(AVAILABLE DATA begins)

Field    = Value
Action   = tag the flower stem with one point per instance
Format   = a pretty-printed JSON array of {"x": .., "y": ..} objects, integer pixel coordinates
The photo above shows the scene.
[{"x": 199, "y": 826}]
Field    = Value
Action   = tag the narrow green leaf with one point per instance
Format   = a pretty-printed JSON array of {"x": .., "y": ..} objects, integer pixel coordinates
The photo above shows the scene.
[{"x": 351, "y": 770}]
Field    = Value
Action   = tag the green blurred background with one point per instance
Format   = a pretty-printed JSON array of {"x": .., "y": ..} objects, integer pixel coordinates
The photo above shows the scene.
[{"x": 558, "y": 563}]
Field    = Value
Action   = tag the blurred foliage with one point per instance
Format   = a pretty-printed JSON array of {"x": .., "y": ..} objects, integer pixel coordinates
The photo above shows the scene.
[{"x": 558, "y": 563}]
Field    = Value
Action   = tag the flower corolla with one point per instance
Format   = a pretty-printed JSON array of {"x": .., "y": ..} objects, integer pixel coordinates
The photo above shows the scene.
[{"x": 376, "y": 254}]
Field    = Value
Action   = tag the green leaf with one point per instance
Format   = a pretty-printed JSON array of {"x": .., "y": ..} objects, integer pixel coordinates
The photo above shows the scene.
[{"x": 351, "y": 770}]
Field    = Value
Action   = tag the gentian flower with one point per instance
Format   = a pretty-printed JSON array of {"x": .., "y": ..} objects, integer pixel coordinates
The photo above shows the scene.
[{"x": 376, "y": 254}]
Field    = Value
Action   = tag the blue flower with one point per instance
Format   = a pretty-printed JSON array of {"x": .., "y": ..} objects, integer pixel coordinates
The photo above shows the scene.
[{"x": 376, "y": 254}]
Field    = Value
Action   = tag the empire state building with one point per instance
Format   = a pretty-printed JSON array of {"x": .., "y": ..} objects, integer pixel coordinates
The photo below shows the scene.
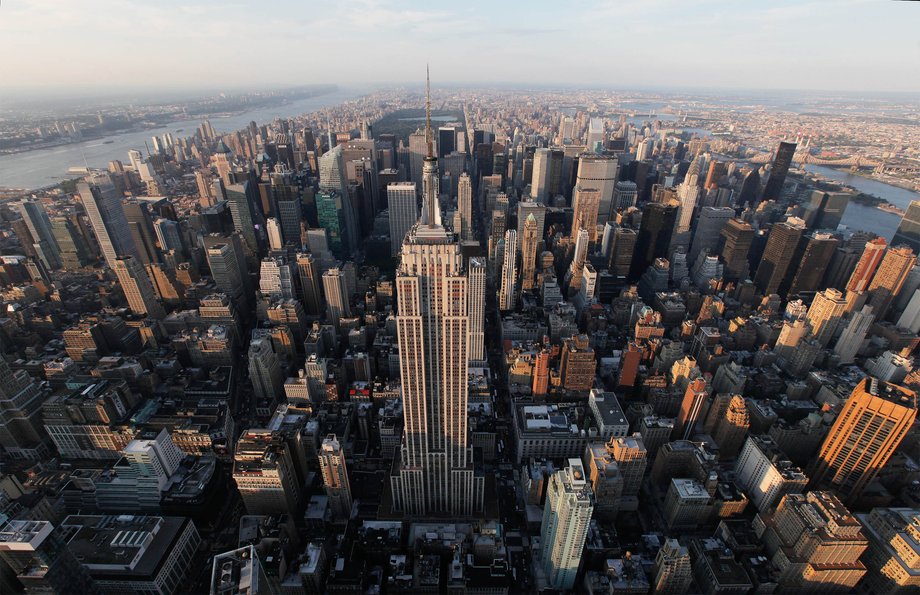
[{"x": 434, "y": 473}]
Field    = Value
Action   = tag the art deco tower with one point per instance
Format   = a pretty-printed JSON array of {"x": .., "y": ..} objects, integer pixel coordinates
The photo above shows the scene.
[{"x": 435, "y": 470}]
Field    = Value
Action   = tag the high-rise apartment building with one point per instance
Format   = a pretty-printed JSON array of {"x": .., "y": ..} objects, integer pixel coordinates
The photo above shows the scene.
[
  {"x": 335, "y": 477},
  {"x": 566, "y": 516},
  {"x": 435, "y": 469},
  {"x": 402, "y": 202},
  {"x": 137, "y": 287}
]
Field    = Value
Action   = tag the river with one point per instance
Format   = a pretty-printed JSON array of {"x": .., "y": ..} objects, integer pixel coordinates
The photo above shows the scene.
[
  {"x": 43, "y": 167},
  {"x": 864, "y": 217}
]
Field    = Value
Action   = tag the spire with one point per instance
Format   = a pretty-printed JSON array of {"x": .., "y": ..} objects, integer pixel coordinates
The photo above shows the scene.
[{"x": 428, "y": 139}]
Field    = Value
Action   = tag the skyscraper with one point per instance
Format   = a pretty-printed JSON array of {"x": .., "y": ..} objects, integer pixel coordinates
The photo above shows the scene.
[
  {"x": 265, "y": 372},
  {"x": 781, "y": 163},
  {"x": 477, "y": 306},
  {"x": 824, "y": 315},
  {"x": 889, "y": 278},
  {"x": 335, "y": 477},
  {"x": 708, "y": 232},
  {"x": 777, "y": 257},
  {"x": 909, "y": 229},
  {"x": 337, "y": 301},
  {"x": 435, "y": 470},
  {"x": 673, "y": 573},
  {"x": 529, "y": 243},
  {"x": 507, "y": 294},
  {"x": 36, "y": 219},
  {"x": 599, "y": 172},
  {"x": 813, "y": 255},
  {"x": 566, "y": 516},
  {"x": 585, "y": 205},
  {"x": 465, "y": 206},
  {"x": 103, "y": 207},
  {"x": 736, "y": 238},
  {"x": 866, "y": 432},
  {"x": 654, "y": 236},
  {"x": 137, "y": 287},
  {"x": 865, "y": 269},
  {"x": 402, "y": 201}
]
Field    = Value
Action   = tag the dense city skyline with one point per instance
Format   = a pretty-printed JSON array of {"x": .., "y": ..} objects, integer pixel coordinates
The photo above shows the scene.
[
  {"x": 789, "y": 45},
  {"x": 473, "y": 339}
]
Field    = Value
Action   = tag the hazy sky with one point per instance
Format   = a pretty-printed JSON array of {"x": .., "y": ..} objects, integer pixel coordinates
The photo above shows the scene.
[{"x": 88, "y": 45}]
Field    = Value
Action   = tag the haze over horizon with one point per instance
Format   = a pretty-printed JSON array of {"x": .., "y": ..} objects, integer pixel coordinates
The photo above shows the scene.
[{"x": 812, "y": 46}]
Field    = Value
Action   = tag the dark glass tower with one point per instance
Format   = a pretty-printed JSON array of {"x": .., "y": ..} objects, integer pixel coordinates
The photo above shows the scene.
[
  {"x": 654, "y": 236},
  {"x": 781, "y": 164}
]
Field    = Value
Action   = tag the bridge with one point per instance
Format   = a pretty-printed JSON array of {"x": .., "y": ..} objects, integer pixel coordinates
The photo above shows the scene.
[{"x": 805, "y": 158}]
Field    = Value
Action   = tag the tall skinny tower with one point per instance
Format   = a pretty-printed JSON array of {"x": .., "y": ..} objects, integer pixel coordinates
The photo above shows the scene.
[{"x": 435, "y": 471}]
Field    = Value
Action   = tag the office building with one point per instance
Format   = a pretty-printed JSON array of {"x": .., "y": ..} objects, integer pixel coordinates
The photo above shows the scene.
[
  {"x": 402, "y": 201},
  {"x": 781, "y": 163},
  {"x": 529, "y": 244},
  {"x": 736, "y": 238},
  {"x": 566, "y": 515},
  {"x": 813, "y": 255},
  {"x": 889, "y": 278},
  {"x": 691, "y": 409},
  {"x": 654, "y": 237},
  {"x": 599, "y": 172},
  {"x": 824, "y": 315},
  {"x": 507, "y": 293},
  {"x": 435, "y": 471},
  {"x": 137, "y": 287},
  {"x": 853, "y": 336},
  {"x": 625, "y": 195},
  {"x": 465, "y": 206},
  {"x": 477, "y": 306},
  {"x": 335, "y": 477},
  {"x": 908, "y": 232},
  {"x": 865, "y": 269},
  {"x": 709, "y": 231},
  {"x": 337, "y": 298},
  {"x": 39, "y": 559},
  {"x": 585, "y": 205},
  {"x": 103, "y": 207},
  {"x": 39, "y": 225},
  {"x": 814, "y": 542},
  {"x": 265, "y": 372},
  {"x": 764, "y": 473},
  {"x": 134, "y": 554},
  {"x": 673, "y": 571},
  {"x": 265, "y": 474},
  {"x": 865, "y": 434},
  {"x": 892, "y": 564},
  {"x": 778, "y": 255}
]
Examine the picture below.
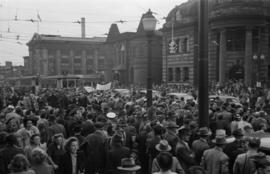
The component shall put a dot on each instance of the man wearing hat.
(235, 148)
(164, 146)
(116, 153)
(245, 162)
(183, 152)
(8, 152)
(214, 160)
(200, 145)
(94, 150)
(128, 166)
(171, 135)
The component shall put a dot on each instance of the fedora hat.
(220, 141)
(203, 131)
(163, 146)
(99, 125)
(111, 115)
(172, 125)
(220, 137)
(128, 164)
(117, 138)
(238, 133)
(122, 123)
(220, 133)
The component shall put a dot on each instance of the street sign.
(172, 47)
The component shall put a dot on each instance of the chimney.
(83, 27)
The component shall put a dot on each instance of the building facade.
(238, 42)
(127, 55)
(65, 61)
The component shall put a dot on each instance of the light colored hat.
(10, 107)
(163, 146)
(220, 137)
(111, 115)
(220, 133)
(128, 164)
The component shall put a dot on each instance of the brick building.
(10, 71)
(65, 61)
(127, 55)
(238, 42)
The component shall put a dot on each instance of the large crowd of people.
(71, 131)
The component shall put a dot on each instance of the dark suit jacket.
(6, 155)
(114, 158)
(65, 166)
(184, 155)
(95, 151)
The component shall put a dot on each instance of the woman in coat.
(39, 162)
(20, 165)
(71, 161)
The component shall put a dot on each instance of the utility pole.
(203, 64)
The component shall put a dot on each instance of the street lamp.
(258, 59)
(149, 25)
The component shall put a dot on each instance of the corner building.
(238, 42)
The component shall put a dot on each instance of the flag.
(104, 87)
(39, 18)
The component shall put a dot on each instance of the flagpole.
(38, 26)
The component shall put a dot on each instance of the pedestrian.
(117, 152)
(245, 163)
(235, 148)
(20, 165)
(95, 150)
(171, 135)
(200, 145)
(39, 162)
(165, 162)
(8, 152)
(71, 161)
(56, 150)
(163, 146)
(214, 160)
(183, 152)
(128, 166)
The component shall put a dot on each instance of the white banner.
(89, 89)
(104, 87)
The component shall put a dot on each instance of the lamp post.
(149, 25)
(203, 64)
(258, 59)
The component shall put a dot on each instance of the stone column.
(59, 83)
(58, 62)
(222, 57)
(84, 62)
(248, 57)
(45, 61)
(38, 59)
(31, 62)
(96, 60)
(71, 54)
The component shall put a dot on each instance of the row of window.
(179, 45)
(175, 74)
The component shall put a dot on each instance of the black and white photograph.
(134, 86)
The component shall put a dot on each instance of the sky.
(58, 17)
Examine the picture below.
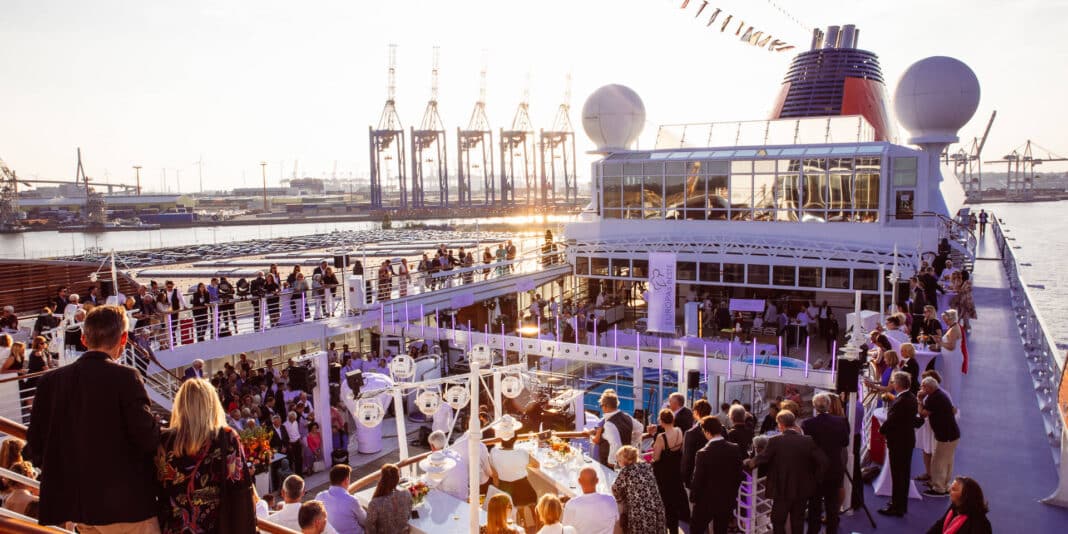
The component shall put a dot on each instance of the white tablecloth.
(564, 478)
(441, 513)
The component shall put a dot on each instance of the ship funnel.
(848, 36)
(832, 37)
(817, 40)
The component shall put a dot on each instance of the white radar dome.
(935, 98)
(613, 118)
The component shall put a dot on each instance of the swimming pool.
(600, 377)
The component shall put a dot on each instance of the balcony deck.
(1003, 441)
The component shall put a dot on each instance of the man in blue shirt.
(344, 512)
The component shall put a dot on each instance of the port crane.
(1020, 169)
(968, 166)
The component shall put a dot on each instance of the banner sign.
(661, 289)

(AVAILABLE DATA ends)
(AVAILABLE DATA begins)

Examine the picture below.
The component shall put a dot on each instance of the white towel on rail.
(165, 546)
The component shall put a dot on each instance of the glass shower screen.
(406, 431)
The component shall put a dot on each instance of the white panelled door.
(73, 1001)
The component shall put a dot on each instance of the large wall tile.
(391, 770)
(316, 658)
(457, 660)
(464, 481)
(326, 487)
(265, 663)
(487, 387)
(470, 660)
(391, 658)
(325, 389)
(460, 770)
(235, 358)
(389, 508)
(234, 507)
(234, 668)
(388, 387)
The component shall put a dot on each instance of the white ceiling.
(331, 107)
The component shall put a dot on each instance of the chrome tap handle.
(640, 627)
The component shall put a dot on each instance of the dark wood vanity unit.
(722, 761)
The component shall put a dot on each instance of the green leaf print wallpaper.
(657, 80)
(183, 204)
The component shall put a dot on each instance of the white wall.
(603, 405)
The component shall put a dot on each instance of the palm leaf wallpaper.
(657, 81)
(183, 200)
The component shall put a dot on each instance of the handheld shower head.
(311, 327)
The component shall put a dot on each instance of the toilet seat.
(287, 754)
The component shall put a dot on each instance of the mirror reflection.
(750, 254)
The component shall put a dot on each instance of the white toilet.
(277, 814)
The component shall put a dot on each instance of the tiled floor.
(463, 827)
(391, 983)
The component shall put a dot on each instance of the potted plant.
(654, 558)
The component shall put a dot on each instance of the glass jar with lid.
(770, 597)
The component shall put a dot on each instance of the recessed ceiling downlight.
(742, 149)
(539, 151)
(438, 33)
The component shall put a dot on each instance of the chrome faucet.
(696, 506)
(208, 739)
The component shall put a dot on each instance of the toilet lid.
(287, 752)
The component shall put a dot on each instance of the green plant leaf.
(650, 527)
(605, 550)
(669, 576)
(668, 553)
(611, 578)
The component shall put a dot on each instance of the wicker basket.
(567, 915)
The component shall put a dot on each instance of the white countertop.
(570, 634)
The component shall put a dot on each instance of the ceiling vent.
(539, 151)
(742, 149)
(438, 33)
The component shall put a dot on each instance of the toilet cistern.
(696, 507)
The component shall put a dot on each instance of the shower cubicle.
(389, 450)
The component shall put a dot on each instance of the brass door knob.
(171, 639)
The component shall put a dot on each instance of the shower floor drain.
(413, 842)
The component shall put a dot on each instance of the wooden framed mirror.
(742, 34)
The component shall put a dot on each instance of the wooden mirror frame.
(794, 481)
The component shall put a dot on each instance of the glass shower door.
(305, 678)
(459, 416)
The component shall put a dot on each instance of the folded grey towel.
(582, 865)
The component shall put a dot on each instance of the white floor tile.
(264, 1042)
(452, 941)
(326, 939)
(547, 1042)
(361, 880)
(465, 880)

(AVAILABLE DATA ends)
(AVAILABLE DATA begins)

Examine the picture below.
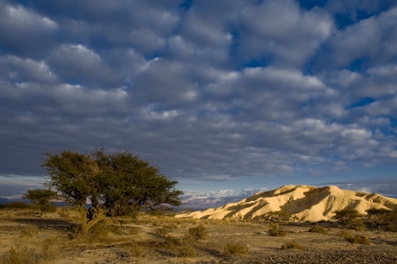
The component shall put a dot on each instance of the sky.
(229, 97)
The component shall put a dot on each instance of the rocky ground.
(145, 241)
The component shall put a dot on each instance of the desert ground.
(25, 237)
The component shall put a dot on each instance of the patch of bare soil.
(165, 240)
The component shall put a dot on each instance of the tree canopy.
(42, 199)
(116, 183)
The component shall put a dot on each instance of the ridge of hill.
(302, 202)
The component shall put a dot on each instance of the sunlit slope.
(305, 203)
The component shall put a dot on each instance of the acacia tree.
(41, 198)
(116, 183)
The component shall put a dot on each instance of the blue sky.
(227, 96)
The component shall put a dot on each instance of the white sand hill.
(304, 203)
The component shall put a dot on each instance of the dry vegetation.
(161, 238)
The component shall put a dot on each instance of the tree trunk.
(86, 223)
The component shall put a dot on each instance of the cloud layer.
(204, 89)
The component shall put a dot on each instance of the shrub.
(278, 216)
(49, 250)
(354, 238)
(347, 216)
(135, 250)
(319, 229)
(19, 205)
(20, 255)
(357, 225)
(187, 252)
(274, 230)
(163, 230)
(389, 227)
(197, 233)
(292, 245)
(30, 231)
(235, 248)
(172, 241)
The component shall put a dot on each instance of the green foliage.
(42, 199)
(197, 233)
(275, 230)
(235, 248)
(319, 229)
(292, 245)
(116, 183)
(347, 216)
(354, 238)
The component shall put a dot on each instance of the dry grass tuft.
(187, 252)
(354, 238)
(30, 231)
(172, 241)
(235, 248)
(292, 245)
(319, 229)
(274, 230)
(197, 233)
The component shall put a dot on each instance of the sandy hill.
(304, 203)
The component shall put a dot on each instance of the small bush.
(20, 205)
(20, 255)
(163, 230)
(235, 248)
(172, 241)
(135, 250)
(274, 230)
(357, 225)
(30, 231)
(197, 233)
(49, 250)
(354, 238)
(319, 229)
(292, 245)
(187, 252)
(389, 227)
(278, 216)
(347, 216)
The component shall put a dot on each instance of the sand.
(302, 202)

(AVAILABLE DATA ends)

EXERCISE AIM: Pull every line with the string "flower" from the data above.

RESPONSE:
Action   = tag the flower stem with one point per instance
Action   = tag the flower corolla with one point per instance
Action   = tag the gentian flower with one point per instance
Action   = tag the blue flower with one point per instance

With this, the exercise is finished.